• [EXCERPT TO READ]:

----

The fix came from a simple realization: cron jobs don't need to be fast. A morning brief that takes 30 seconds instead of 5 doesn't affect anything — it runs in the background while I'm still asleep. So I split by what actually matters. Live interaction stays on Opus 4.6; I want snappy responses there. Background tasks — morning briefs, housekeeping, backups, RSS forwarding — moved to a local model. qwen3:8b runs on the same VPS via Ollama, CPU-only, no GPU required. Slower, but for something firing at 06:30 while I'm making coffee, that's irrelevant. The jobs that need real reasoning stay on Opus 4.6 via Anthropic's API. If Anthropic ever throttles or goes down, qwen3:8b picks up automatically. Degraded, not dead.
What's shifted more than I expected is the nature of the interaction itself. Early on it felt like configuring a system — prompts, cron expressions, file structures. Now it feels more like working with someone who already knows the context. I send a voice note mid-thought, half in German, half in English, and something useful comes back. I describe a problem and we think through it together. I push back on a draft, it revises. We argue occasionally about the right approach. That dynamic — the back-and-forth, the shared memory of what we've already tried — is what makes it different from any chatbot I've used before.
A few weeks in I found myself wanting to build something new. I described the idea, we went through the design, I watched the scaffold take shape in a single session. It wasn't magic — I still had to review everything, make decisions, catch mistakes. But the gap between "I have an idea" and "something exists" got a lot smaller.
The castle from the first article is still standing. It just runs itself now, mostly. Whether that means I built something good or just got comfortable with not checking is the question I keep not answering.

----

• [RECORDS PROVIDED]:
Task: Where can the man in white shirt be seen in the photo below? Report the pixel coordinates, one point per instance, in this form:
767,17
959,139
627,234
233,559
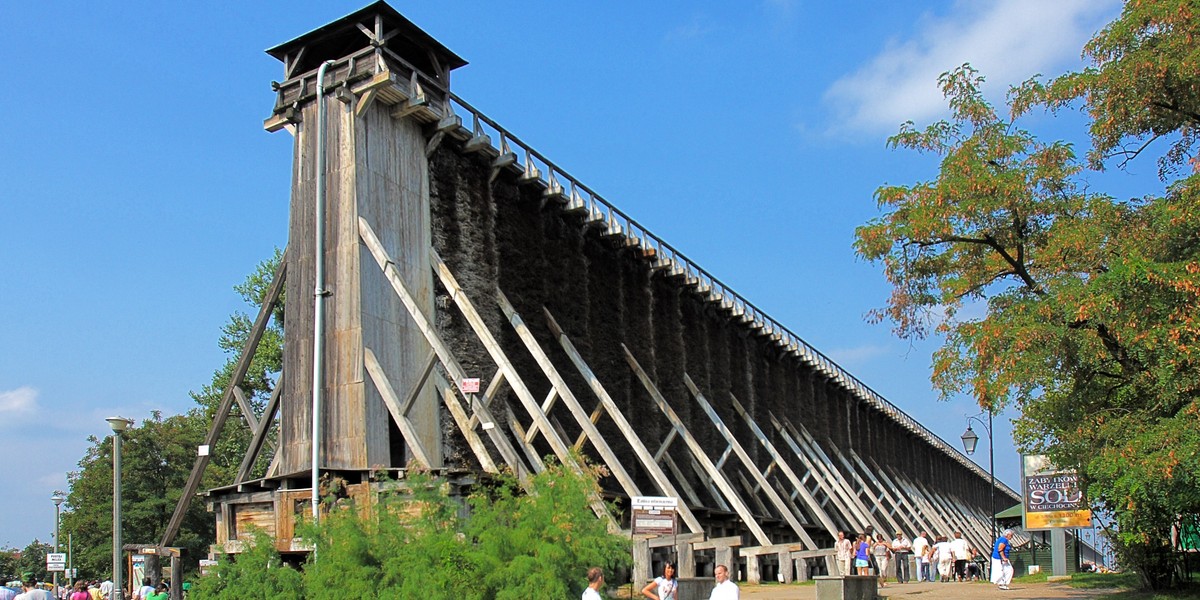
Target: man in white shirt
961,552
725,589
921,550
900,550
595,580
845,556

----

• [TASK INSTRUCTIONS]:
1 - In the excerpt about running an assistant on a VPS, which model handles the background tasks, and how does it run?
2 - Name every background task that the excerpt says was moved to a local model.

• [ANSWERS TO THIS EXERCISE]:
1 - qwen3:8b handles them. It runs on the same VPS through Ollama, CPU-only, with no GPU.

2 -
- Morning briefs
- Housekeeping
- Backups
- RSS forwarding